## TASK REQUIREMENTS
Pull out every line in the items below that contains the string "arched". Case matters, so only lines with that exact capitalization count.

## EXERCISE INPUT
* BEGIN *

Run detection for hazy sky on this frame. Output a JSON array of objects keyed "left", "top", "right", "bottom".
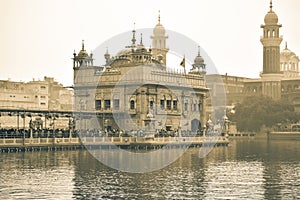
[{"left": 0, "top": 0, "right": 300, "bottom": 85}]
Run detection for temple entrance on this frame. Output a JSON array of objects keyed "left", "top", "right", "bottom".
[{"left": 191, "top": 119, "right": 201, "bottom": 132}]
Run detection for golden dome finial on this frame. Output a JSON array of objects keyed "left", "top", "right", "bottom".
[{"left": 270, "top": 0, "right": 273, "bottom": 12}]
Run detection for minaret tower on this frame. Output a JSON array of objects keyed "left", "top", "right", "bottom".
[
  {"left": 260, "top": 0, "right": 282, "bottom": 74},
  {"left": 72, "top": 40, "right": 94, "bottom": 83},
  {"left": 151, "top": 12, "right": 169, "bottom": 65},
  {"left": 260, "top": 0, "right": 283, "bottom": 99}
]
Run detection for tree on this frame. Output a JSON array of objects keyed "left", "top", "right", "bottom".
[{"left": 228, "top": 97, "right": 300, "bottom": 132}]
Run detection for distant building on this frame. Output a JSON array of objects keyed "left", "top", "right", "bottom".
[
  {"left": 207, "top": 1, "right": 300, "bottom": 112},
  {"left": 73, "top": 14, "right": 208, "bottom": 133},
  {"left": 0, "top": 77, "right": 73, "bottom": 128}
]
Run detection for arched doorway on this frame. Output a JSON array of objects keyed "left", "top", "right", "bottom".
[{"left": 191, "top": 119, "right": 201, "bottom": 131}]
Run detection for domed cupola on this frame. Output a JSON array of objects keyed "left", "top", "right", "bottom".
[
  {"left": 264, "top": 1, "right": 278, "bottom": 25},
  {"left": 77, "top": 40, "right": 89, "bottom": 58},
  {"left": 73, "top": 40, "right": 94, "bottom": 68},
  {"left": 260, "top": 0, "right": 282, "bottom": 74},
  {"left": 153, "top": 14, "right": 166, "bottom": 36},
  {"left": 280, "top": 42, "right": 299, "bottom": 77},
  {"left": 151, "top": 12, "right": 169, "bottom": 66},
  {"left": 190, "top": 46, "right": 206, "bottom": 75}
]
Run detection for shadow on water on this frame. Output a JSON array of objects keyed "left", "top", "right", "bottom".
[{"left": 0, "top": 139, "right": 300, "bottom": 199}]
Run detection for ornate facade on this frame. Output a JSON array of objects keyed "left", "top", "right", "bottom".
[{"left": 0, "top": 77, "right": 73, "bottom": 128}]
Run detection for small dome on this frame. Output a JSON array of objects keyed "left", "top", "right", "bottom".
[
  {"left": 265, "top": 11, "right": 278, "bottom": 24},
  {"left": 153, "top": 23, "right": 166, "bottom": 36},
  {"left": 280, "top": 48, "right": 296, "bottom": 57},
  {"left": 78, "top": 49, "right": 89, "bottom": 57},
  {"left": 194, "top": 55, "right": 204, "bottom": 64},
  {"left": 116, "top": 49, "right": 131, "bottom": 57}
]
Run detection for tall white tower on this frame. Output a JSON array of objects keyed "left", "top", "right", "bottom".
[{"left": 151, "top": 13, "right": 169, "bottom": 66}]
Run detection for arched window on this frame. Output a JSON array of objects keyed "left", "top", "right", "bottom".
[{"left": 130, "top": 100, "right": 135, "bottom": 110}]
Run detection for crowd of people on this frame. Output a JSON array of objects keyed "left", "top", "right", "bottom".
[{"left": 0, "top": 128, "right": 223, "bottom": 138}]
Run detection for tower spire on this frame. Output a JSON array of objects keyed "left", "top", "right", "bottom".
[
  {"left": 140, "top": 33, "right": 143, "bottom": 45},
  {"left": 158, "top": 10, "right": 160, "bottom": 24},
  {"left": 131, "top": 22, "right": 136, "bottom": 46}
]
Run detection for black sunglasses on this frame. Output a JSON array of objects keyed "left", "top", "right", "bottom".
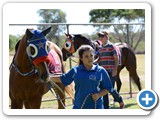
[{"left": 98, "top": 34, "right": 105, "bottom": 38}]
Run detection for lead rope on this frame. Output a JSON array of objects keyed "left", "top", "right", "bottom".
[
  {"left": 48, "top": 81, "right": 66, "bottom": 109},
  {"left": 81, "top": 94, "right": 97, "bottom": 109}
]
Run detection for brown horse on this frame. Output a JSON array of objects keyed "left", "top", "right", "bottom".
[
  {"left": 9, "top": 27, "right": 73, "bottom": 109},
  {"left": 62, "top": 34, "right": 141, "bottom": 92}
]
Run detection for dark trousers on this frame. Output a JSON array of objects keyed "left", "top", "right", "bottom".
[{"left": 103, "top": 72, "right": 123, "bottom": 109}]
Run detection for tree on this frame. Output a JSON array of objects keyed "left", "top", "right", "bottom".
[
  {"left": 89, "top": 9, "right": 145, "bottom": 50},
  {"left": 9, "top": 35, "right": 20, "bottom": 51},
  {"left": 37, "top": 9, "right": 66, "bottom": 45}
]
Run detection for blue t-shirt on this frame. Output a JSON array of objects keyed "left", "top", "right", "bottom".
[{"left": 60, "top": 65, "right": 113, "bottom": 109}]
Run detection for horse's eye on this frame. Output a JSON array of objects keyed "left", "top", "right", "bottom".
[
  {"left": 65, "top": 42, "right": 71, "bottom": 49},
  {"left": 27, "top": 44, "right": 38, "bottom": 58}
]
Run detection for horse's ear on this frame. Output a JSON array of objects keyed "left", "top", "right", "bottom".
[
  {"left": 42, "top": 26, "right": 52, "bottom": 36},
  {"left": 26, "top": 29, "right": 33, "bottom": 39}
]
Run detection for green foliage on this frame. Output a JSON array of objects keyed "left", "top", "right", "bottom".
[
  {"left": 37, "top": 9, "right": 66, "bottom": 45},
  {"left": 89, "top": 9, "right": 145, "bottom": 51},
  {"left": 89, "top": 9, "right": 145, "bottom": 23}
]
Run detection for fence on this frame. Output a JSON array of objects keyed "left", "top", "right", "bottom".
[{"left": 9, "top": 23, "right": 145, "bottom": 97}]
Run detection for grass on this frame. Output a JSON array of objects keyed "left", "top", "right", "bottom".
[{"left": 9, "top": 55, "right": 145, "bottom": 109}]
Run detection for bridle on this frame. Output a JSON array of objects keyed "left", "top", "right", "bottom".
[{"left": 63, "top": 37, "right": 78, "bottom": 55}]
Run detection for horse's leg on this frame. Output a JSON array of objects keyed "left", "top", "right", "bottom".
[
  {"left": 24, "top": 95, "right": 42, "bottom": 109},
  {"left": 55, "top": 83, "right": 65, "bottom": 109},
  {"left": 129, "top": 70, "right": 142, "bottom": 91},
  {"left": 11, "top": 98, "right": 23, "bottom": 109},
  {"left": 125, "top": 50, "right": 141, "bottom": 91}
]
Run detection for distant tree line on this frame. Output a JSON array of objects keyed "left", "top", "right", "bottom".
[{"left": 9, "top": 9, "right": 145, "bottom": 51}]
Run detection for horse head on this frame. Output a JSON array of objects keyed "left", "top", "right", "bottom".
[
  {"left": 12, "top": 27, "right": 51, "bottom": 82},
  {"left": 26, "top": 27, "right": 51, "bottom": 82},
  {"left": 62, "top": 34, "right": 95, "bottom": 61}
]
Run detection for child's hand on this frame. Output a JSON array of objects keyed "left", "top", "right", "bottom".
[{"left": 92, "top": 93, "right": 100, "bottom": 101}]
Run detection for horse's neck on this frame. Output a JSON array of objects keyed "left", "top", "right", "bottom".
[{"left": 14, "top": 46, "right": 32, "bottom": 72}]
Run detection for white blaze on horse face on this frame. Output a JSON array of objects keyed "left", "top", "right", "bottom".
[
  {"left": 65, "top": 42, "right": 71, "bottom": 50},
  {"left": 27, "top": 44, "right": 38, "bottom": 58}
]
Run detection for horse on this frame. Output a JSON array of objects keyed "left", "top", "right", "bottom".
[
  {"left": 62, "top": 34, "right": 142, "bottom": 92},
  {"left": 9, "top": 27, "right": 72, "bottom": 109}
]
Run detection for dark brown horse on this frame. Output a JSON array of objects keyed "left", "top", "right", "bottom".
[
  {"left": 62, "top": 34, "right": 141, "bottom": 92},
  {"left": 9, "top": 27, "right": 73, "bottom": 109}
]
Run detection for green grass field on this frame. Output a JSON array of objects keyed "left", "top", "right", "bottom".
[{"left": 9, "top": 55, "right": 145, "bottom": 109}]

* END *
* BEGIN *

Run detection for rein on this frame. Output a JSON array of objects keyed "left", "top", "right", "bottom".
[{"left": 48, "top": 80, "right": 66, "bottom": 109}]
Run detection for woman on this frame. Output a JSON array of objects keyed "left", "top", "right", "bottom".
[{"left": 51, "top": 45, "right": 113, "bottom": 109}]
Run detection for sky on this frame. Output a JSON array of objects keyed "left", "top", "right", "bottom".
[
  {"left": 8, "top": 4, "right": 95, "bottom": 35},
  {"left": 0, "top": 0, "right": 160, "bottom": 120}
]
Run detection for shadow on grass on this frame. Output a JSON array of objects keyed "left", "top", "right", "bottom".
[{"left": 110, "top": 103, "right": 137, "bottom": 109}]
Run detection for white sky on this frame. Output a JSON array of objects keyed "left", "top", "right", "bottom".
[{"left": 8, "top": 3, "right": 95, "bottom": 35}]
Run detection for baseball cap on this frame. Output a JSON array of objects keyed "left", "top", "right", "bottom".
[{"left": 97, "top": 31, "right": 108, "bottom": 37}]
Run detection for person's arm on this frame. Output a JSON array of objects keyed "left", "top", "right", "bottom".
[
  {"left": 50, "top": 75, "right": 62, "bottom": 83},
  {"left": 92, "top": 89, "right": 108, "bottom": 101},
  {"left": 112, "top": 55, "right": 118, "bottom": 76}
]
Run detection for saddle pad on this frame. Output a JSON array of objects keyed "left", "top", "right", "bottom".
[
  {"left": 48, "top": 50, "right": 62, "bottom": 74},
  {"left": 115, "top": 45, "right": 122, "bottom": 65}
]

* END *

## TASK OUTPUT
Run detection for arched doorway on this frame. Output a JSON array of objects keyed "left", "top", "right", "bottom".
Run detection for arched window on this frame. Output a JSON array of objects keyed "left", "top", "right", "bottom".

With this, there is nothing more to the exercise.